+++ Recorded data +++

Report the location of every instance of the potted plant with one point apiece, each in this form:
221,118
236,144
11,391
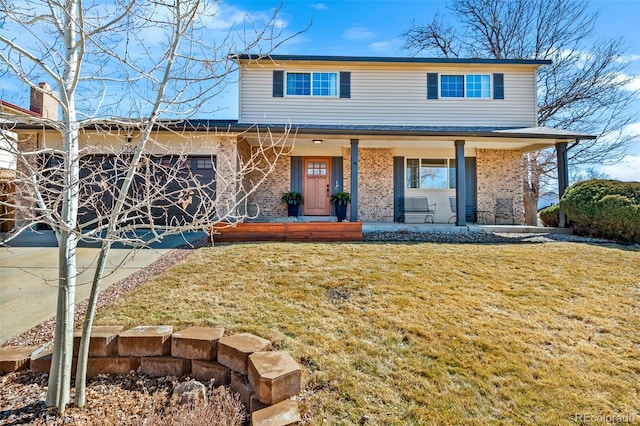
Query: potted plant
293,200
340,200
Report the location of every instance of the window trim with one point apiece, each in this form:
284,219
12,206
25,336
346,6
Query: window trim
336,87
450,173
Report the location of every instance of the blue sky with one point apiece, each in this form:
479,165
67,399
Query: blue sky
374,28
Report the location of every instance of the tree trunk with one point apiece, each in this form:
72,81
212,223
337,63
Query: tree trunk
531,188
83,352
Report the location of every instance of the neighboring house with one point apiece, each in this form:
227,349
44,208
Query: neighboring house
9,113
384,129
389,128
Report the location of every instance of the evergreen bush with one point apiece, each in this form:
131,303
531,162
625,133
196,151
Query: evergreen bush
604,208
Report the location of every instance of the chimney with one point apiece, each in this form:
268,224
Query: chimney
43,102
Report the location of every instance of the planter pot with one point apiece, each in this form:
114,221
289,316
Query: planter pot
341,212
292,210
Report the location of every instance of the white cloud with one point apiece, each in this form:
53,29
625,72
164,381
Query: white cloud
628,169
632,81
388,47
358,33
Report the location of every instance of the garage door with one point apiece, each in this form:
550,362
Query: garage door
165,192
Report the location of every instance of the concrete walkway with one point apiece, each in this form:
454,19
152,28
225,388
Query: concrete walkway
29,271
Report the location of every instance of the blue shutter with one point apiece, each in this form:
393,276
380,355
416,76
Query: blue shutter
278,84
498,86
432,85
471,203
398,189
345,84
296,174
336,175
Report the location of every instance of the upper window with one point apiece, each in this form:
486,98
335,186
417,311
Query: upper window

+++

Task requirements: Your copy should repeat each entry above exactly but contain no pictures.

Written solution:
Report the location of every instance of the potted plant with one point apiece, each in this form:
221,118
236,144
11,391
Query: potted plant
293,200
340,200
Report the location of every instance of the window trim with one point apiece, each in this form:
284,219
12,206
25,336
346,6
Query: window trim
336,87
450,173
Report the location of every instance of the blue sky with one point apiece, each in this form:
479,165
67,399
Query: blue sky
374,28
Report the location of every instance of the tree trunk with one point apiece, each in this form:
72,81
212,223
337,63
Query: tree trunk
531,188
83,352
Report the location of every instance of the neighboring house with one point apiece, each in this form:
227,349
44,208
Query: neighboring house
9,113
384,129
389,128
Report the location of every instance of the evergreen bush with one point apiece, each in this form:
131,303
531,162
625,133
196,151
Query: evergreen bush
604,208
Report the location of every instance of the chimney with one point apiece, each in this form:
268,224
Query: chimney
43,102
Report the location of every instance of the planter pot with one point apiece, each in this form:
114,221
289,316
Query: planter pot
341,212
292,210
Report the location of every instance of the white cloud with one point apiece, each in this form:
53,29
625,72
164,381
Query: white cloud
628,169
632,81
388,47
358,33
Report the location of every instance of the garage door with one point apiece, each in this form:
550,362
Query: garage door
165,192
Report the location of every instance of the concrete walkway with one point apiece, each in this form:
454,19
152,28
225,388
Query: concrete walkway
29,271
Report the location of every instance of the blue shutter with one point apiece, each in this form:
393,276
380,355
416,76
Query: blue shutter
278,84
498,86
432,85
471,203
398,189
345,84
296,174
336,175
Report the location of every instance of the upper window with one point apiece, each in this form:
486,98
335,186
417,311
Query: upper window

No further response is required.